----- EXERCISE DATA

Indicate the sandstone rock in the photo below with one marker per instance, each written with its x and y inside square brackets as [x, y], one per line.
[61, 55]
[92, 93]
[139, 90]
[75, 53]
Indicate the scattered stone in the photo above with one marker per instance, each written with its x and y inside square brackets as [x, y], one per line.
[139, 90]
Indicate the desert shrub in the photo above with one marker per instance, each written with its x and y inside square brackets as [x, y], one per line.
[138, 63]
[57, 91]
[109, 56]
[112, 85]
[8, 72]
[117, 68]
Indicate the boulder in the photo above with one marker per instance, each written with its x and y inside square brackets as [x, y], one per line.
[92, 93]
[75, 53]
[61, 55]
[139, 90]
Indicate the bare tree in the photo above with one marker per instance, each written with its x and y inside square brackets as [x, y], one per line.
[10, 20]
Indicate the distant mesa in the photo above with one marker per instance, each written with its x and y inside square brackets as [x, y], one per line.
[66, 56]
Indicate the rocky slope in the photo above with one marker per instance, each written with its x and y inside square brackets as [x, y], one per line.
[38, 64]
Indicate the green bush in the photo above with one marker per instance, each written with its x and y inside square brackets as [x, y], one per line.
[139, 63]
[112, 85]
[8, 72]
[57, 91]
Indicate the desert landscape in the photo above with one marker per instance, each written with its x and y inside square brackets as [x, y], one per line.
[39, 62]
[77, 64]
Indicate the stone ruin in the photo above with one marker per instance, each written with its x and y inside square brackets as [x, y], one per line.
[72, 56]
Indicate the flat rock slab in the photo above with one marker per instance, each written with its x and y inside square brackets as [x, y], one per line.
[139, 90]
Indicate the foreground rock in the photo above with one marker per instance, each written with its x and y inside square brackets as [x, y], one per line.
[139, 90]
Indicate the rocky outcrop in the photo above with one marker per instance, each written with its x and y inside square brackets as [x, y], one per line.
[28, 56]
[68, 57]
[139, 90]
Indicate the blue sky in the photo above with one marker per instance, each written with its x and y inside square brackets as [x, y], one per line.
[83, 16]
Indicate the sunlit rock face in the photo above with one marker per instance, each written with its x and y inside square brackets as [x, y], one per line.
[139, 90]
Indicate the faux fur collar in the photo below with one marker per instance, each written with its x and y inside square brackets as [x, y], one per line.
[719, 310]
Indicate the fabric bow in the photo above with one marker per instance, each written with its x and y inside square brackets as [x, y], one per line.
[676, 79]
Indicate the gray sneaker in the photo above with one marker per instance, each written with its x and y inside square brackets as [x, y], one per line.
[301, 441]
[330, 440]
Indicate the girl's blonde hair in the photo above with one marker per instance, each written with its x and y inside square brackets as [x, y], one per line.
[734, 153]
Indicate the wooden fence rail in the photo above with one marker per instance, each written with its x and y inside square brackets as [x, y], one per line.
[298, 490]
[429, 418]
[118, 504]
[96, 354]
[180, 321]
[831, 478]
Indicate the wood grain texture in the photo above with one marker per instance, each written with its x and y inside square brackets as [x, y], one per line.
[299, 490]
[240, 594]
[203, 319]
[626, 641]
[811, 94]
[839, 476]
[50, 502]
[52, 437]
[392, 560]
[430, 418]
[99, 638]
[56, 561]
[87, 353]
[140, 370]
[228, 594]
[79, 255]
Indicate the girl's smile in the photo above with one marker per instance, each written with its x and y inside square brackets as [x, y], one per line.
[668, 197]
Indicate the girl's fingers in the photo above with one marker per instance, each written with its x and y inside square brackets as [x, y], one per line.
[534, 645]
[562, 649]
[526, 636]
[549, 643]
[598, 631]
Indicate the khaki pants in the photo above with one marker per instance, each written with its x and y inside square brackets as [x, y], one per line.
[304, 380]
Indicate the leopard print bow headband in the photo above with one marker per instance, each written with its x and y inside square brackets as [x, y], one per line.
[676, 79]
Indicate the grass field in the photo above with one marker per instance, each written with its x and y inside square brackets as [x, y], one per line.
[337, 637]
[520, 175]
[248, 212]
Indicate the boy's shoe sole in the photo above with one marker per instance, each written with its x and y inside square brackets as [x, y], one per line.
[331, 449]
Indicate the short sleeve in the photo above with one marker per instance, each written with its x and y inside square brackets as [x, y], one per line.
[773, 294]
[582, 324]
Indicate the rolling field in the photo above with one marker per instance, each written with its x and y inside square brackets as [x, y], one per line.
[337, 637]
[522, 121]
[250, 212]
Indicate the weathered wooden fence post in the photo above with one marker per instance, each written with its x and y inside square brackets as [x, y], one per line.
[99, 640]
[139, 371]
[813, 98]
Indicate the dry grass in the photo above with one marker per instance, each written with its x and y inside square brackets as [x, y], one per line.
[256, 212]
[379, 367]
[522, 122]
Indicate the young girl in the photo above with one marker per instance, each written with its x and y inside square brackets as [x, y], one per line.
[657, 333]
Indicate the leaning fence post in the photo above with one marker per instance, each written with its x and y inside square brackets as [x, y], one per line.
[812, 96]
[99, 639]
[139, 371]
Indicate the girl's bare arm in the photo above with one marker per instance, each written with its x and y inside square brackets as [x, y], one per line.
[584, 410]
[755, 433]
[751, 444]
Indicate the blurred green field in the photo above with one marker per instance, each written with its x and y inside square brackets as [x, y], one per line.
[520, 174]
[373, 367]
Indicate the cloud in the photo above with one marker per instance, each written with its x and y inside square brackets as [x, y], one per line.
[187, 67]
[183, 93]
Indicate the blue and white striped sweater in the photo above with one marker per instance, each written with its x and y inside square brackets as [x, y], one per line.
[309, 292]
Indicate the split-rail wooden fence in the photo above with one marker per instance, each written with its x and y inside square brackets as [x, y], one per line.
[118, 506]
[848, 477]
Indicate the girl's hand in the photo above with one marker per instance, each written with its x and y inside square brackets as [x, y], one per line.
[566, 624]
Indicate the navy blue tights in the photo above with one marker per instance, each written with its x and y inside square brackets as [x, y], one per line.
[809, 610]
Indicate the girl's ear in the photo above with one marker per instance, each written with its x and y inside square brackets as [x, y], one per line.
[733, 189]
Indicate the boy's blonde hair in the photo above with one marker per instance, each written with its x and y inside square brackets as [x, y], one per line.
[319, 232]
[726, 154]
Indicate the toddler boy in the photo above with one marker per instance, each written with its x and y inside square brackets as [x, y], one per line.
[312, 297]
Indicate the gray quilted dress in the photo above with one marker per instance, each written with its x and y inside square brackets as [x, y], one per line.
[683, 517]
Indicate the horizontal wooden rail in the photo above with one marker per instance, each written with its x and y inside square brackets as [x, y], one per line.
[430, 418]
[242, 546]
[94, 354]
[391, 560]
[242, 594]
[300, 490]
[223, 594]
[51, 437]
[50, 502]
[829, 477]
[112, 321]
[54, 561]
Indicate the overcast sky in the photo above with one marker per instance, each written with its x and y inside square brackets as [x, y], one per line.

----------

Could you give the data again, word for word?

ANSWER FOR THE TASK
Indicate the sandstone rock in the photo below with one marker per instance, each written with its x and y inside square brackets as [x, y], one per line.
[61, 55]
[92, 93]
[139, 90]
[75, 53]
Indicate the scattered stone in the photo above with one marker per instance, each written with its x and y inside square brackets as [x, y], one per line.
[139, 90]
Indicate the desert shrub in the photo above with one marker per instance, each written with its x and y inside square brackets as [x, y], one per line.
[138, 63]
[57, 91]
[109, 56]
[112, 85]
[8, 72]
[117, 68]
Indicate the boulder in the photo above with one marker per instance, each written with its x and y inside square brackets as [x, y], one per line.
[92, 93]
[75, 53]
[61, 55]
[139, 90]
Indicate the bare tree in the photo above with one marker per instance, each written with its x and y inside square brackets as [x, y], one per line.
[10, 20]
Indicate the distant mesa in the photo above with one marker per instance, each written with its x and y inside square brackets as [x, y], one per line.
[66, 56]
Indicate the rocky slope in the photo above with one marker per instance, each written with its x and y inside square brackets as [x, y], one per line.
[38, 64]
Indicate the green bush in the photo above with one marker per instance, each written with its x and y inside square brackets as [x, y], one per line.
[139, 63]
[112, 85]
[8, 72]
[57, 91]
Indicate the desert landscape in the photo above with one marker per instance, each written with its x and y inside square brackets as [x, y], one per line.
[39, 62]
[77, 64]
Indicate the stone ruin in the photo above with one marker per instance, each written with its x and y inside square brackets as [x, y], one per line.
[72, 56]
Indicate the flat rock slab in the photo above with one marker per instance, each written with its x and y inside square brackets as [x, y], one per line.
[139, 90]
Indicate the foreground rock in the photo above with one marker per instance, each written with its x and y inside square brackets as [x, y], one per line.
[139, 90]
Indicate the rocky outcrop in the photo above with one marker per instance, each written with its x and y inside square brackets as [x, y], one per line.
[28, 56]
[68, 57]
[139, 90]
Indicate the blue sky in the photo above with one marker per instance, each written with its x and y inside square brackets as [x, y], one per line.
[83, 16]
Indicate the sunlit rock face in the photo above with one marker per instance, each written with its x and y inside square brackets as [x, y], one per line.
[139, 90]
Indicate the faux fur collar in the photo below with one marker per instance, each written with its x and y inside square brackets as [x, y], one per line.
[719, 310]
Indicate the fabric bow in the photo above with one marker per instance, each written with its x and y inside square brackets as [x, y], one per line.
[676, 79]
Indicate the gray sneaker in the photo above with one marker per instance, each written with its x and y inside square brackets as [x, y], one per line.
[301, 441]
[330, 440]
Indicate the girl's blonde hair in the photo above with one marker per instance, each written with its x and y inside square brackets as [x, y], one per line.
[734, 153]
Indicate the wooden fence rail in the photo above with one marker per instance, each written with its x and y inside square brackets as [x, y], one per line.
[298, 490]
[429, 418]
[118, 504]
[96, 354]
[180, 321]
[831, 478]
Indicate the wood grain texture in the photo above with one marker per instance, each written with its x and y inside square brackets as [x, y], one per line.
[299, 490]
[240, 594]
[203, 319]
[626, 641]
[811, 94]
[839, 476]
[50, 502]
[52, 437]
[392, 560]
[430, 418]
[99, 638]
[56, 561]
[87, 353]
[140, 370]
[228, 594]
[79, 255]
Indicate the girl's smile in the photo above with one marker per instance, each written with its x and y inside square brackets as [x, y], one per line.
[668, 197]
Indicate the girl's fingers in the photo above with one marker per instance, each written with its x and y inside square brackets as [x, y], one per line.
[534, 645]
[562, 649]
[526, 636]
[549, 643]
[598, 631]
Indicate the khaki pants in the photo above with one marker per instance, each written with its x and y inside square brackets as [x, y], one per line.
[304, 380]
Indicate the leopard print bow headband in the photo above with one marker per instance, each written with its x and y inside square brackets as [x, y], one per line.
[676, 79]
Indicate the grass field in the photo above with one marker per instance, each written with its x and y inside square brackets as [x, y], one per line.
[337, 637]
[520, 175]
[248, 212]
Indicate the boy's shoe sole in the photo above with one marker per instance, each written with its x and y inside square brackets as [x, y], one per line.
[331, 449]
Indicate the short sleeve in the photo above with one marker per instance, each written with its x and y inside square brackets as [x, y], one per line.
[773, 294]
[582, 324]
Indicate the rolling field in the photo above with one marker per instance, each written with its x and y inside square brackets as [x, y], one per line.
[337, 637]
[522, 121]
[250, 212]
Indicate the weathered wooden fence post in the photo above with one marker per instance, each written with its x and y inside square brackets as [x, y], one per line.
[99, 640]
[139, 371]
[813, 98]
Indicate the dry grass in the photo above with one marker per instance, each written with its x and y inside square brackets as [x, y], one per line.
[256, 212]
[379, 367]
[522, 122]
Indicate the young girl in the photo above with one marker per instance, each written with its x and y inside square brackets as [x, y], one per line.
[657, 333]
Indicate the leaning fence post in the photo above with one marker per instance, each written with its x and y inside square brackets as [x, y], one per line.
[812, 96]
[99, 639]
[139, 371]
Indicate the girl's bare arm in the photo above with one marker per instance, each written with its x and y inside square brackets as [x, y], one per line.
[584, 410]
[755, 433]
[751, 444]
Indicate the blurred green field in the photo above with one marker per instance, each written with its x and y inside square brackets as [x, y], one per line.
[520, 174]
[373, 367]
Indicate the cloud in the photo above with one marker per instance, each written with its x and y inside square brackets as [x, y], one per line.
[187, 67]
[183, 93]
Indicate the blue and white striped sweater in the photo above with one marker per instance, each written with its x and y inside square brackets as [x, y], one per line.
[309, 292]
Indicate the split-rail wooden fence in the photo above with one marker per instance, each written with its x and y inside square brackets as [x, y], one per line.
[118, 506]
[848, 477]
Indicate the girl's hand in the photo above with one marker per instance, each written with its x and y inside square brackets as [x, y], one per line.
[566, 624]
Indicate the navy blue tights in the photo above with one marker per instance, each written with its x and y inside square brackets as [x, y], one per line.
[809, 610]
Indicate the girl's ear in the photo above with one marker per instance, each written with its x and y inside square brackets as [x, y], one per line.
[733, 189]
Indicate the boy's blonde hair in the photo above with one marker per instance, each written with its x and y inside square brackets as [x, y], one per line.
[319, 232]
[726, 154]
Indicate the toddler boy in the photo above with one marker per instance, each written with its x and y inside square brackets as [x, y], one per line.
[312, 297]
Indicate the gray quilted dress in the photo above with one marker per instance, each written with its x and y inside square brackets as [x, y], one per line.
[683, 517]
Indicate the horizontal wooden rail in the photo above with one marker per instance, each written with its x and y inside square brackets as [x, y], one per line.
[430, 418]
[242, 546]
[94, 354]
[391, 560]
[242, 594]
[300, 490]
[223, 594]
[51, 437]
[50, 502]
[829, 477]
[112, 321]
[54, 561]
Indicate the overcast sky in the photo above with one marker per instance, each written with its x and y inside square brackets as [x, y], one per line.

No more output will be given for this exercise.